--- Passage provided ---

I define an XOR hash $h$ which takes bit vector $q$ as input and performs an AND operation on each bit of $q$ with a bit vector $k_i$ of bit length $S$.

$h(q) = (k_1.q_1)\oplus(k_2.q_2)\oplus...\oplus(k_N.q_N)$

The "AND" dot operation $a.b$ takes bit vector $a$ and boolean/bit $b$ and returns ($a$ if $b$ else 0).

Here $k$ is a vector of bit vectors, and my goal is to find $k$ such that for some constant bit vector $y$ of bit length $S$, $h(x_i) = y$ for all $i$.

Section 4.3 in this paper describes this hash function. http://www.mathcs.emory.edu/~whalen/Hash/Hash_Articles/IEEE/Efficient%20hardware%20hashing%20functions%20for%20high%20performance%20computers.pdf

It is my understanding that when you try to XOR-hash a bit vector of size $N$ to a bit vector of size $S$, there will be $2^{N-S}$ collisions. I want to choose $k$ so that all $m$ bit vectors in $x$ hash to the same value $y$.

---

**Problems to work on:**
**A.** From the post on the XOR hash, translate this sentence into German: "Section 4.3 in this paper describes this hash function."
**B.** According to the post on the XOR hash, how many collisions occur when a bit vector of size $N$ is XOR-hashed to a bit vector of size $S$?

--- Information supplied ---

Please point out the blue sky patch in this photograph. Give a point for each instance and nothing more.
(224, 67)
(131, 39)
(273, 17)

---

**Answers for this exercise:**
**A.** Abschnitt 4.3 dieses Artikels beschreibt diese Hashfunktion.

**B.** $2^{N-S}$ collisions.